* _YOUR ASSIGNMENT_
Only the lines from the one containing "the dry grass" to the end of the records belong in the output; print them exactly.

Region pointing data
↓

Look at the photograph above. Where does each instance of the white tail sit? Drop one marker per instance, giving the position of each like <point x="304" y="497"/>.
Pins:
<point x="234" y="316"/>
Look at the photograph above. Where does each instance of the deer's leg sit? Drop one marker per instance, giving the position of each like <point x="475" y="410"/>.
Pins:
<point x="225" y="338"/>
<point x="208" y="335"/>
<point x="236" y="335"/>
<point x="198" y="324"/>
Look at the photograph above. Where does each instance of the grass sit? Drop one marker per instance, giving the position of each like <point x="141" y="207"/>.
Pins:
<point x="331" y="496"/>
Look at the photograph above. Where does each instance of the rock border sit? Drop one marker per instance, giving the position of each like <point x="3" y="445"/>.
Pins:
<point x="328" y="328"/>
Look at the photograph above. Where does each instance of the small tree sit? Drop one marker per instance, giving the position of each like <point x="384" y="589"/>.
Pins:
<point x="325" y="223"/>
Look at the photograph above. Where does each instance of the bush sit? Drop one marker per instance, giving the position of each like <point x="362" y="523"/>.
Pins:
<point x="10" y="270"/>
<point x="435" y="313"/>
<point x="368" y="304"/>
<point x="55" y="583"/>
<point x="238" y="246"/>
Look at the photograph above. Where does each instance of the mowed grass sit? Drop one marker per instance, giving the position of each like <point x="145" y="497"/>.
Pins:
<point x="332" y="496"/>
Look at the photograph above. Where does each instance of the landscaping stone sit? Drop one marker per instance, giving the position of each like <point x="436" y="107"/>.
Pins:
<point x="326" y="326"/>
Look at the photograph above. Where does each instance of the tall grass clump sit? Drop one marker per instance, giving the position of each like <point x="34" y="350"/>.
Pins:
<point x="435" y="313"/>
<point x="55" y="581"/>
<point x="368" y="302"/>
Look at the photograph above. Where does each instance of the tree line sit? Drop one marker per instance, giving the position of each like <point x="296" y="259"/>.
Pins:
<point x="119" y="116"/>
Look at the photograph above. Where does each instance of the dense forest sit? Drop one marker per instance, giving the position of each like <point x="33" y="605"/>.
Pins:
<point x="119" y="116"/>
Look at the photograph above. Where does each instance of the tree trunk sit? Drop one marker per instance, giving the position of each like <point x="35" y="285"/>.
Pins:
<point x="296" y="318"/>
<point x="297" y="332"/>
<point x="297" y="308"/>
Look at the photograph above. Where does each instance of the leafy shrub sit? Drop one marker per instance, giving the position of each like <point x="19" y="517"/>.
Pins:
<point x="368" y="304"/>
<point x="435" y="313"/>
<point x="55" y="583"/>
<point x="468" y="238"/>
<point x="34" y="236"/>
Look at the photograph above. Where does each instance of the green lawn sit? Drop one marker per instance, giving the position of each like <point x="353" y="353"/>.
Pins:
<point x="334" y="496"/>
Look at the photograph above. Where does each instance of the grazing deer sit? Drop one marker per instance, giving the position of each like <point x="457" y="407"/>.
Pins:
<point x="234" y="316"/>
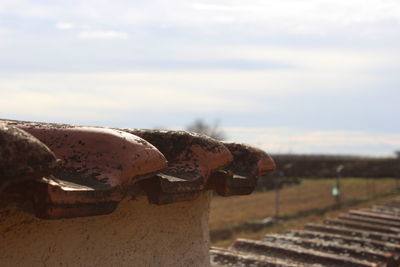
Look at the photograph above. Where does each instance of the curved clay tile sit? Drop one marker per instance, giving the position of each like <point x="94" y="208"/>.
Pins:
<point x="192" y="158"/>
<point x="240" y="177"/>
<point x="22" y="156"/>
<point x="98" y="165"/>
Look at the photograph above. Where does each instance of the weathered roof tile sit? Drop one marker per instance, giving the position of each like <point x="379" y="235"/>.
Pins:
<point x="100" y="166"/>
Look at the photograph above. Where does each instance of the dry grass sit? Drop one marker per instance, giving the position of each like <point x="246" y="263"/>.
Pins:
<point x="310" y="195"/>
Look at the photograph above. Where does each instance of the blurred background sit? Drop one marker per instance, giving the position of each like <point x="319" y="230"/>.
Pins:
<point x="287" y="76"/>
<point x="293" y="77"/>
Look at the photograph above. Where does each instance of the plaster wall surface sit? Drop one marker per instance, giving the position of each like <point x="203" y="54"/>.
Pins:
<point x="136" y="234"/>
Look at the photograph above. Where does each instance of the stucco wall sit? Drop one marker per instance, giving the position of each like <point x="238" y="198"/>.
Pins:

↑

* _RESULT OF THIS EXERCISE_
Look at the photograph above. Where does each instance of the dry grass sit? Drop one marker per instance, giving the position of each like <point x="246" y="263"/>.
Pins:
<point x="310" y="195"/>
Look at the photograph above. Where does each instance of the blurred background sit? Drop one marker per instance, giving the position of each like <point x="319" y="230"/>.
Pins:
<point x="287" y="76"/>
<point x="293" y="77"/>
Look at the photograph above. Where does each instance of the plaster wall surface sit? Drop one marker per instance, giving the position of each like <point x="203" y="54"/>.
Pins:
<point x="136" y="234"/>
Look at the photograph above. Where does each instance of the stucco wall sit? Drop one marker per instance, giving the position of each like <point x="238" y="198"/>.
Pins:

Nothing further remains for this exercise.